Exercise brief:
Substitute "Located" for every occurrence of "Reported" in the rows below, and reproduce the rows with nothing else altered.
========================================
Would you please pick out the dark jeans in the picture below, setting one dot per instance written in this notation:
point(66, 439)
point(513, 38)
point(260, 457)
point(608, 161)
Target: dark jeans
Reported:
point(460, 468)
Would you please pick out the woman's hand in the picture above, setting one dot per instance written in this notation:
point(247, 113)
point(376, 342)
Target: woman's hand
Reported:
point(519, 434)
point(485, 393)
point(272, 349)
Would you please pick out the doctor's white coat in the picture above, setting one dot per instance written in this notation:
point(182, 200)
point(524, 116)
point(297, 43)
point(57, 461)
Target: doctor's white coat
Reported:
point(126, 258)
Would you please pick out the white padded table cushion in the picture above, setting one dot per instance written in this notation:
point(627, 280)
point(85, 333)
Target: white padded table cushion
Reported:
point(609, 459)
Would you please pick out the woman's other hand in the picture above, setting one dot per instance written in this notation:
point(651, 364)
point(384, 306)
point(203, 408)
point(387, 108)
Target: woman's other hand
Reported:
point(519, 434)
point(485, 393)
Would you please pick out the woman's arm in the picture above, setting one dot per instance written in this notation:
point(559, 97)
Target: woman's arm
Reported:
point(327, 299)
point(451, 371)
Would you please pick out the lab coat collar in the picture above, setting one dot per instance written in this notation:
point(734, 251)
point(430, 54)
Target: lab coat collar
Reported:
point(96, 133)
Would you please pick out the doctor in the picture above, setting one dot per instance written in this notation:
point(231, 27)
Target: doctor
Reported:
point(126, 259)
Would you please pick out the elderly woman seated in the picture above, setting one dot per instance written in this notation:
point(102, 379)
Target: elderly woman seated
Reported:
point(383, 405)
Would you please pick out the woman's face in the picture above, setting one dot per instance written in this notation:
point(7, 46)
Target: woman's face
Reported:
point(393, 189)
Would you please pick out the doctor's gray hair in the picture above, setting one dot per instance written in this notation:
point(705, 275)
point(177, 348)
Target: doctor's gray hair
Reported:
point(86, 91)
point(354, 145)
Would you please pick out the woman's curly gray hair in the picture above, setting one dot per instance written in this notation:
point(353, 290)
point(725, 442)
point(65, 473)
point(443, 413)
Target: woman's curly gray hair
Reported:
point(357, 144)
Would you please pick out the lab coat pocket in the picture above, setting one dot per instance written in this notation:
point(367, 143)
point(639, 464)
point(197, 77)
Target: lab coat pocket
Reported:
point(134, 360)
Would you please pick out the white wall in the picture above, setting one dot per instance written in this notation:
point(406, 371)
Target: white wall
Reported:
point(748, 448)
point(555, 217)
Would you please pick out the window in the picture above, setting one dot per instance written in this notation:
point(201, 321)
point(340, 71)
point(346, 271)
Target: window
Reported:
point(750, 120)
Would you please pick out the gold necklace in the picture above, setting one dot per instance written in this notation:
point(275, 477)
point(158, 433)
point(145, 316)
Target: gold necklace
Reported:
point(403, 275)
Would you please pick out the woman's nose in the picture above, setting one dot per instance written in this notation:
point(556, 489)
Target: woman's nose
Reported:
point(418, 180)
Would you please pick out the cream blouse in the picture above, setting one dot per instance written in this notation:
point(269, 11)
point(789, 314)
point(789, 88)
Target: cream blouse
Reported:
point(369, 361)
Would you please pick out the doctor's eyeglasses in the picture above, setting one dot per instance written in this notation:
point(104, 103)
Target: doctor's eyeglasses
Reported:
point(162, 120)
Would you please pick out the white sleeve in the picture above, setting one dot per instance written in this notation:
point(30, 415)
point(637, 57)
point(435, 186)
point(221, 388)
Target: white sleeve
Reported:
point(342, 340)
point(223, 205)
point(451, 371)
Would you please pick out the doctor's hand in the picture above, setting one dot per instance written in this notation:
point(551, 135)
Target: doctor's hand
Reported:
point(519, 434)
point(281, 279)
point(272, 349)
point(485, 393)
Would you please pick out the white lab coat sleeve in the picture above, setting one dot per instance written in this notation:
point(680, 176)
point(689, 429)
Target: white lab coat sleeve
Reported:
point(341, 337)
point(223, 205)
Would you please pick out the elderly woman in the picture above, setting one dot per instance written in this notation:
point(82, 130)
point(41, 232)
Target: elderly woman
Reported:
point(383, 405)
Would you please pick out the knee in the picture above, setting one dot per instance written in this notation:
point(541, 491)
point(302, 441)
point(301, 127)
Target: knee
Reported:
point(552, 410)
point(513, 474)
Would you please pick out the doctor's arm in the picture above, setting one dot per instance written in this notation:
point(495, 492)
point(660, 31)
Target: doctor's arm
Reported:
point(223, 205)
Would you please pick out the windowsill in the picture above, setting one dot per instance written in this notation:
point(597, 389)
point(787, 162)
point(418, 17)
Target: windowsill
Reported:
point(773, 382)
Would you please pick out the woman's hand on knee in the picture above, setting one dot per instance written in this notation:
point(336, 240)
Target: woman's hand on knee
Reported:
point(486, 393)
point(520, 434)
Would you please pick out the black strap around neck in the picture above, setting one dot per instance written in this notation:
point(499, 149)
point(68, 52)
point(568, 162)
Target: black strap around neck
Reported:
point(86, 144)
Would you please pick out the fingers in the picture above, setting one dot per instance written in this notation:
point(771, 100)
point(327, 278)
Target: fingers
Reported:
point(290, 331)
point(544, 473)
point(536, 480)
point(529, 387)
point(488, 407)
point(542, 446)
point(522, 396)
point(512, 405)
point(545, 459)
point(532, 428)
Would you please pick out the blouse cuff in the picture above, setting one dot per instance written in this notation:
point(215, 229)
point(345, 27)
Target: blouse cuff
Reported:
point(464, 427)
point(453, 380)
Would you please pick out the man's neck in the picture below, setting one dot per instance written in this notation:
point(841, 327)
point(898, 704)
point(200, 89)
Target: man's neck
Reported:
========================================
Exercise answer:
Would you please pick out the dark jeans in the picture below, setting one dot per instance written in this notation:
point(66, 439)
point(513, 38)
point(260, 457)
point(608, 161)
Target: dark jeans
Located:
point(460, 468)
Would you please pick out the woman's hand in the picture above, setting one dot per instance written in this notation:
point(247, 113)
point(376, 342)
Target: woman's hand
Located:
point(519, 434)
point(485, 393)
point(272, 349)
Would you please pick out the doctor's white coat in the picture above, setting one dot per instance written in this notation:
point(182, 200)
point(524, 116)
point(297, 43)
point(57, 461)
Target: doctor's white coat
Located:
point(126, 258)
Would you please pick out the white padded table cushion in the picture above, setting one dot per instance written in this notation:
point(627, 280)
point(85, 333)
Target: white padded table cushion
Located:
point(609, 459)
Would you please pick out the woman's other hand in the picture above, setting one dot per instance written in this notation:
point(651, 364)
point(384, 306)
point(203, 408)
point(387, 108)
Target: woman's other hand
Located:
point(519, 434)
point(485, 393)
Would you please pick out the woman's arm in the picture above, setting one dot per instance written in this notation:
point(559, 97)
Target: woman's arm
Located:
point(327, 299)
point(451, 371)
Would you please pick out the lab coat collar in the picture above, setting one dot per instance written in this notation:
point(734, 251)
point(430, 54)
Target: lab coat collar
Located:
point(96, 133)
Would you please pick out the doctor in the picture above, setting one dot per instance written in this notation:
point(231, 27)
Target: doctor
Located:
point(126, 259)
Would you please pick out the elderly woman seated in the picture above, setting one dot per instance written in this notation:
point(102, 379)
Target: elderly woman seated
Located:
point(383, 405)
Would you please pick out the woman's face in the picture above, setting one dot per instance written in this notation:
point(7, 46)
Target: woman's face
Located:
point(393, 189)
Would you please pick out the doctor's gray hair in the picture above, setting one dot per instance written in this notation:
point(705, 275)
point(177, 348)
Target: doctor's gray hair
Located:
point(86, 91)
point(354, 145)
Would you please pick out the woman's curly gray hair in the picture above, setting one dot per instance written in this notation:
point(353, 290)
point(725, 442)
point(65, 473)
point(443, 413)
Target: woman's curly gray hair
Located:
point(357, 144)
Would you please pick out the lab coat pocket in the picture above, setting one dot per instance written in this notation:
point(367, 143)
point(639, 464)
point(197, 77)
Target: lab coat pocket
Located:
point(134, 360)
Would you please pick out the white wall in the picture above, setting one dot per instance written in this notation:
point(406, 371)
Target: white wall
Located:
point(748, 448)
point(555, 217)
Would you please pick out the window in the picture above, setting one dot per instance written in this notation:
point(201, 321)
point(340, 71)
point(346, 271)
Target: window
Located:
point(750, 120)
Would you please pick out the gold necklace in the picture above, setting one dot per instance written in this notation:
point(275, 477)
point(158, 433)
point(145, 316)
Target: gold necklace
Located:
point(403, 275)
Would you please pick out the woman's nose in the picture above, setting one dot per instance written in this notation:
point(556, 489)
Target: woman's nose
Located:
point(418, 180)
Would you please pick out the cream blouse in the picture above, setting one dot per instance written in this notation:
point(269, 11)
point(789, 314)
point(789, 88)
Target: cream blouse
Located:
point(369, 361)
Would you please pick out the doctor's eyeglasses in the picture above, setting one dot per instance written in this notation:
point(104, 103)
Target: doctor's eyeglasses
Located:
point(162, 120)
Would you please pick out the white sleeve in the picture above, setting one dot per instance written in this notation:
point(30, 415)
point(637, 57)
point(435, 186)
point(221, 388)
Target: white sleeve
Located:
point(342, 340)
point(223, 205)
point(451, 371)
Would you please pick out the doctor's hand in the picture above, setting one dot per instance written in this notation:
point(551, 135)
Target: doctor's hand
Located:
point(519, 434)
point(281, 279)
point(272, 349)
point(485, 393)
Would you please pick out the white lab coat sleeve in the picture above, setting one dot per instance written in this notation:
point(680, 176)
point(689, 429)
Target: white lab coat sleeve
Located:
point(341, 337)
point(223, 205)
Would you please pick out the elderly woman in the picture above, setting one dot per instance written in this notation:
point(82, 130)
point(41, 232)
Target: elderly woman
Located:
point(383, 405)
Would you please pick out the knee in the picture above, setting one dot per instance written in this notation:
point(541, 491)
point(302, 441)
point(301, 127)
Target: knee
Located:
point(552, 410)
point(513, 474)
Would you please pick out the doctor's arm in the picture above, setting one dot per instance written in this notation:
point(495, 492)
point(660, 31)
Target: doctor's arm
Located:
point(223, 205)
Would you please pick out the windowsill in the picture above, setting one dot per instance written in this notation:
point(597, 389)
point(787, 162)
point(418, 17)
Target: windowsill
Located:
point(773, 382)
Would you please pick out the woman's hand on knee in the picture above, setting one dot per instance written in this notation:
point(336, 240)
Target: woman's hand on knee
Located:
point(486, 393)
point(520, 434)
Would you please pick out the black strap around neck in the picture above, setting one dot per instance written in this notation:
point(499, 149)
point(68, 52)
point(568, 162)
Target: black strap around neck
Located:
point(86, 144)
Would you please pick out the fingers in the picture above, setting one dot per instance written in this notation:
point(771, 100)
point(327, 278)
Target: fingers
Located:
point(290, 331)
point(544, 473)
point(536, 480)
point(529, 387)
point(488, 407)
point(542, 446)
point(522, 396)
point(512, 405)
point(545, 459)
point(532, 428)
Would you please pick out the blouse cuff in the picture above, setting one dot per instance written in this notation:
point(215, 229)
point(345, 27)
Target: blouse cuff
Located:
point(464, 427)
point(453, 380)
Would you please pick out the man's neck in the picture below, setting one dot per instance written in this notation:
point(841, 327)
point(898, 704)
point(200, 89)
Target: man's neck
Located:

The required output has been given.